» Aufgabenstellung: Zitiere aus dem Forenthread zum i9 9900K wortgetreu den Abschnitt von „Mit dem i7 8086k“ bis einschließlich „kayuna (13. Juni 2019)“.
═════ Vorliegender Text ═════
# I9 9900K und Corsair H150: Heiß und Temperatursprünge!



## feldspat (13. Juni 2019)

*I9 9900K und Corsair H150: Heiß und Temperatursprünge!*

Es gibt hier zwar schon einen ähnlichen Thread, aber es ist bei mir etwas anders:

Gehäuse: Lian Li O11 Dynamic
CPU Kühler: Corsair H150
CPU: I9 9900K
Board: Gigabyte Z370 Gaming 7 OP
Ram: G.Skill Rpijaws 32 GB 3200MHz
Graka: Zotac GTX970 AMP Extreme
WLP: Conductonaut

Ich exportiere gerade Bilder einer Hochzeit (DXO Photo Labs 2: Prime Rauschreduzierung) und der Prozessor hat auf allen Kernen 100%. 6 Gehäuselüfter sind nach der Temperatur der CPU gesteuert, die Pumpe in Corsair ICUE auf intensiv und die Lüfter des Radiators von ICUE auf Intensiv gestellt (natürlich jetzt nicht mehr leiste bei dem Bilderexport).

Die Temp der CPU spingt in HWMonitor und CoreTemp von 50 Grad auf 90-95 Grad im Sekundentakt. Das ist doch nicht normal oder?

Den Radiator habe ich senkrecht als intake und die 3 Lüfter "pullen" die Luft rein.

Mit dem i7 8086k hatte ich beim Bilderexport maximal 60°C und die Lüfter des H150 "nur" auf dem Profil "balanciert".

Was mich etwas stutzig macht, sind die Temperatursprünge zwischen 50-60° und 85-95°.
Prozessor läuft auf Stock, beim RAM ist das XMP Profil aktiviert.

Danke für eure Antworten.


----------



## kayuna (13. Juni 2019)

*AW: I9 9900K und Corsair H150: Heiß und Temperatursprünge!*

Neues Bios hast du drauf ? Hatte beim Aorus Master am Anfang auch Probleme mit den Sprüngen bei Bios Version F8 ist es jetzt besser allerdings ist das ein Z390er Board .


----------



## feldspat (13. Juni 2019)

*AW: I9 9900K und Corsair H150: Heiß und Temperatursprünge!*

Habe das F13 Bios drauf, ja! Das ist das aktuellste bei meinem.
═════ Extrahiertes Material ═════
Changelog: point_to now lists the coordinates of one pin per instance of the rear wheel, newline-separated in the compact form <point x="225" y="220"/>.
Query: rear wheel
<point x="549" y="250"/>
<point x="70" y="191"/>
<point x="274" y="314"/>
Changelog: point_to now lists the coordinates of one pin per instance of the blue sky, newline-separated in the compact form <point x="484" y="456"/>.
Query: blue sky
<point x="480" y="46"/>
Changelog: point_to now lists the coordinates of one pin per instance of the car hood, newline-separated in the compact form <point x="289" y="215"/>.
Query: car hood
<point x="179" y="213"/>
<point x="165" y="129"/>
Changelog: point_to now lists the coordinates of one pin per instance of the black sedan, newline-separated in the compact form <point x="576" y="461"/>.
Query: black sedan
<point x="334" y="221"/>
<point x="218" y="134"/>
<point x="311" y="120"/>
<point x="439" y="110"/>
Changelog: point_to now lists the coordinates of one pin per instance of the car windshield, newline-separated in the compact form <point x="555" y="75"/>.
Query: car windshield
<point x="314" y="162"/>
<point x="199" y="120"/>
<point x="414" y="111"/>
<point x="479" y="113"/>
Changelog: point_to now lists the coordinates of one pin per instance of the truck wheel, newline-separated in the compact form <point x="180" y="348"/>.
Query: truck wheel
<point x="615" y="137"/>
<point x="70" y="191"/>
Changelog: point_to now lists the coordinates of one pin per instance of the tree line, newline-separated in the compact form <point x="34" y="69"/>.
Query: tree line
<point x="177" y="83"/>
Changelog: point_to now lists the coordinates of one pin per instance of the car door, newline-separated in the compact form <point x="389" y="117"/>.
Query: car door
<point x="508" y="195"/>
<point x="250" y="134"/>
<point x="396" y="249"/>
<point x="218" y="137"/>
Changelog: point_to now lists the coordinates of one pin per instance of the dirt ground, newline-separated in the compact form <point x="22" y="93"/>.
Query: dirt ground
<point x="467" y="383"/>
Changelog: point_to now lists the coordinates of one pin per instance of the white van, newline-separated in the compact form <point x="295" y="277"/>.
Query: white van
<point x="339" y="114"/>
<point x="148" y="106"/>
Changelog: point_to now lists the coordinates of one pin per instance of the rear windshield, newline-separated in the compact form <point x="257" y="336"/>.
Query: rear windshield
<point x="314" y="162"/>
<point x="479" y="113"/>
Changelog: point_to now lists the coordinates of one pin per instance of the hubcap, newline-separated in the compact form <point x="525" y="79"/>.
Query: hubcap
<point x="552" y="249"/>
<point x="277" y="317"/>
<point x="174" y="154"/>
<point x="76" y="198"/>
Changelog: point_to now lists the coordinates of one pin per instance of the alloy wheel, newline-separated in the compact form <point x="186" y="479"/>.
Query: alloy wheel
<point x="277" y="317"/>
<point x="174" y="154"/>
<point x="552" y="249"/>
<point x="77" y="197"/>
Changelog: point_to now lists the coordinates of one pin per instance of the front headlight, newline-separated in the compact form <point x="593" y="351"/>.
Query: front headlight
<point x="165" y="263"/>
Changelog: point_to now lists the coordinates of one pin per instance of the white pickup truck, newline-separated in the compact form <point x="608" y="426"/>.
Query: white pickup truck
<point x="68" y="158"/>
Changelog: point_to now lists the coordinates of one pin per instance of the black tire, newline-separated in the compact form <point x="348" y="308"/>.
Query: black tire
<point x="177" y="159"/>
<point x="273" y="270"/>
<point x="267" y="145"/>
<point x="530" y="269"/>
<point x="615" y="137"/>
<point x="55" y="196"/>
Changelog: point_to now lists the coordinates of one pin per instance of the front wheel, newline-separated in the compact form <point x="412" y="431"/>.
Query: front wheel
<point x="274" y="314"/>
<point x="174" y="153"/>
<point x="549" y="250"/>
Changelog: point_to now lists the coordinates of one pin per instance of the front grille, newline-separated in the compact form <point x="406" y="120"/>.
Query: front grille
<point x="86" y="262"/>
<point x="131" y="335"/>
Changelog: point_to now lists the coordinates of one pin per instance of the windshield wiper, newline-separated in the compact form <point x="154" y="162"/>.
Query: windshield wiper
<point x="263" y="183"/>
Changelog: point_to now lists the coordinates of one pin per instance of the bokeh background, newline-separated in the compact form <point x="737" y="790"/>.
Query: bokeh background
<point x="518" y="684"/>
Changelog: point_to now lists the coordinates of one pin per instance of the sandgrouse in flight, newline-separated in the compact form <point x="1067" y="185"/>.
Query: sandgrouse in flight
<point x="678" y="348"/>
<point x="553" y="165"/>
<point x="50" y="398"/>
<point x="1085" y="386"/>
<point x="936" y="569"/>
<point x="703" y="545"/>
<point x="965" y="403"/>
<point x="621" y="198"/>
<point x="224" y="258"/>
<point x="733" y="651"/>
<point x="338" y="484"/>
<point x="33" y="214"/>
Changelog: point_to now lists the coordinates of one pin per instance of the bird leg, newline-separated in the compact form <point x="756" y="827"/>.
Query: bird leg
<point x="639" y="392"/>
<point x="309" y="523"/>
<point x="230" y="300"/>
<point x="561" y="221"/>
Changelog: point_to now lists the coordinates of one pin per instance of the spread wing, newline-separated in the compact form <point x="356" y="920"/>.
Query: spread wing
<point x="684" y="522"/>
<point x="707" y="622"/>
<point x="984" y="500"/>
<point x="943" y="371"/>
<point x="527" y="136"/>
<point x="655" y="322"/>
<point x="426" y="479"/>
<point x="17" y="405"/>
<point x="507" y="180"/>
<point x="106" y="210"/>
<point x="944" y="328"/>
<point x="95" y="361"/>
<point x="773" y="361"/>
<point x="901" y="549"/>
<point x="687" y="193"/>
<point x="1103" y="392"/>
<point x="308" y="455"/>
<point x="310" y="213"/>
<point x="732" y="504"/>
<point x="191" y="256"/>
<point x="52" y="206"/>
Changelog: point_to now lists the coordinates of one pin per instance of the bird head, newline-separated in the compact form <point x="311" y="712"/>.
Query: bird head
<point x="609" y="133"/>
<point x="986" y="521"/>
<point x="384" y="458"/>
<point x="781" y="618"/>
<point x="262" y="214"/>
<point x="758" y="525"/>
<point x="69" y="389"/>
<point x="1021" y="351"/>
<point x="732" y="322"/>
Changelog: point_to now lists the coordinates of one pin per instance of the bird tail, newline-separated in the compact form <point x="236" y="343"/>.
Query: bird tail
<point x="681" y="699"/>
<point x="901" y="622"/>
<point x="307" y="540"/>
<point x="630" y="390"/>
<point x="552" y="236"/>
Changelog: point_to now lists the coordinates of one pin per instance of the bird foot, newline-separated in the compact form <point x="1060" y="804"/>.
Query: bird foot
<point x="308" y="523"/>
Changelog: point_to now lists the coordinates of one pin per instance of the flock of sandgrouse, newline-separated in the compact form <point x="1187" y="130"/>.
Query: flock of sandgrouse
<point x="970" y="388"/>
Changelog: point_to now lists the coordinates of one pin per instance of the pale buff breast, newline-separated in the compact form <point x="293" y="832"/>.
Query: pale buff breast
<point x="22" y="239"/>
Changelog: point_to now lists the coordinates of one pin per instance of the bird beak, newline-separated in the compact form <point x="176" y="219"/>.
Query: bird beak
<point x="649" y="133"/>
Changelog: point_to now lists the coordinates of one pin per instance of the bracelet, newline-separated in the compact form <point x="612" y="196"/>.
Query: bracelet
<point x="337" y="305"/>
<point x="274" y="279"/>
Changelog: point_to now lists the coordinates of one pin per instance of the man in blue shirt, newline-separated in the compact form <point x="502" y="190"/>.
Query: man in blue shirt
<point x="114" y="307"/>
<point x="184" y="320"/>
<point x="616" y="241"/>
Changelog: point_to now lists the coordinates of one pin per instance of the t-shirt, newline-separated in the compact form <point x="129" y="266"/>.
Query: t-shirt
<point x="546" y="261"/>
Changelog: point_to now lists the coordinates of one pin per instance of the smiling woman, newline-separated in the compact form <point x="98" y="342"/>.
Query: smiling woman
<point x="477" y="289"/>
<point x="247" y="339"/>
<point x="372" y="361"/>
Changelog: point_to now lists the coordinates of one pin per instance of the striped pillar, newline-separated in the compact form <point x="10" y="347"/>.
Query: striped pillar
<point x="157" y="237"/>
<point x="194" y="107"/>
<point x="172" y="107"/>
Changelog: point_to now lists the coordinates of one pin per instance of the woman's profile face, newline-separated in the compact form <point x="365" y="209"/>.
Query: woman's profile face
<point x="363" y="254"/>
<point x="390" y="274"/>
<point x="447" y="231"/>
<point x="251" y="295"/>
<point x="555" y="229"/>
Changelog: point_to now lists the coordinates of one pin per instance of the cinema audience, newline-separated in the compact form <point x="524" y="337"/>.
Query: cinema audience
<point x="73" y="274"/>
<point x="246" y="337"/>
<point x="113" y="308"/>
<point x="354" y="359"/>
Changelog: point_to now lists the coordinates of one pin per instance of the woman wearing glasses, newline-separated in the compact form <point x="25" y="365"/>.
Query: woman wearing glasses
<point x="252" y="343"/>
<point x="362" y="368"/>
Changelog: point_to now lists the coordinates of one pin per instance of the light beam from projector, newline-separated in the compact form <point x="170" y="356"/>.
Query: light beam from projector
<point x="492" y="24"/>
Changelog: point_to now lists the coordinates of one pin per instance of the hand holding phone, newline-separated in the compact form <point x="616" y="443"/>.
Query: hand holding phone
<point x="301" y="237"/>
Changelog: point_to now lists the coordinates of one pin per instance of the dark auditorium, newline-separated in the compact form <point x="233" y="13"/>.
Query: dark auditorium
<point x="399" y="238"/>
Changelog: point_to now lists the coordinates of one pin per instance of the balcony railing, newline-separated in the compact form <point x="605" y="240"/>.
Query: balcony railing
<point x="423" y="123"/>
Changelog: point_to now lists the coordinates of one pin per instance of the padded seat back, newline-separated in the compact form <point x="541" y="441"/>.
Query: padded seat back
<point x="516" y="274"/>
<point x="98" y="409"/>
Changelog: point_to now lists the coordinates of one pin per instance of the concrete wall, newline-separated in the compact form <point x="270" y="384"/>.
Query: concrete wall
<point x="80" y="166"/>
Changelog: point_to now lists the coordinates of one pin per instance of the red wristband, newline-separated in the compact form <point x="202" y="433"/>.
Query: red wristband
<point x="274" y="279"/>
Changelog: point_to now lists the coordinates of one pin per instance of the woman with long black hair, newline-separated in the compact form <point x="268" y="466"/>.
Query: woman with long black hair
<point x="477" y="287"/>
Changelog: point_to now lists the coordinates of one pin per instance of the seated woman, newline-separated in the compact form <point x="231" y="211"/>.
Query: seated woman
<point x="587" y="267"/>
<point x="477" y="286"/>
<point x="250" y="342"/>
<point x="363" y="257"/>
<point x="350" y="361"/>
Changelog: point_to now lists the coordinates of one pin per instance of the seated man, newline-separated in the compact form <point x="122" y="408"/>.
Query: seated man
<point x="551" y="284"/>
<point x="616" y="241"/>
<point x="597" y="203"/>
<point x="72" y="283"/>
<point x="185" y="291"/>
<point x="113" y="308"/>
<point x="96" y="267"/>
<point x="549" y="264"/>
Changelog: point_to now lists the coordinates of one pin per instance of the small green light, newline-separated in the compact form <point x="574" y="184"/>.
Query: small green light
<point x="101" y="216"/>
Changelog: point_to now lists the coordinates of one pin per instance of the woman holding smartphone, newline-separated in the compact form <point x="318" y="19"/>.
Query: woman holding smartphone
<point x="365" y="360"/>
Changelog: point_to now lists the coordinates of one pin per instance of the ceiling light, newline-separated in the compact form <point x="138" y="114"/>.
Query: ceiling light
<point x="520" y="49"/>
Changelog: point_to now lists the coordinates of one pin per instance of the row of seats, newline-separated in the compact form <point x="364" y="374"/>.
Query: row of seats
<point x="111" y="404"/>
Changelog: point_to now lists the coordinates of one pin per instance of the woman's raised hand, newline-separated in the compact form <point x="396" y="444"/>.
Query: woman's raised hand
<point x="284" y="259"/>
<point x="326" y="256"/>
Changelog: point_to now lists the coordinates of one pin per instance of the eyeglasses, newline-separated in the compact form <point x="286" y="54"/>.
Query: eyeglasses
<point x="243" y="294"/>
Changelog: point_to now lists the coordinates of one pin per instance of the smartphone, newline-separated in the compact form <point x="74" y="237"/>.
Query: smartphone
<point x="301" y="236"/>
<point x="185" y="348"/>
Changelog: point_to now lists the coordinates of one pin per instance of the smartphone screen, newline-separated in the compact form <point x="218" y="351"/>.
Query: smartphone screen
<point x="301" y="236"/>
═════
» Antwort:
Mit dem i7 8086k hatte ich beim Bilderexport maximal 60°C und die Lüfter des H150 "nur" auf dem Profil "balanciert".

Was mich etwas stutzig macht, sind die Temperatursprünge zwischen 50-60° und 85-95°.
Prozessor läuft auf Stock, beim RAM ist das XMP Profil aktiviert.

Danke für eure Antworten.


----------



## kayuna (13. Juni 2019)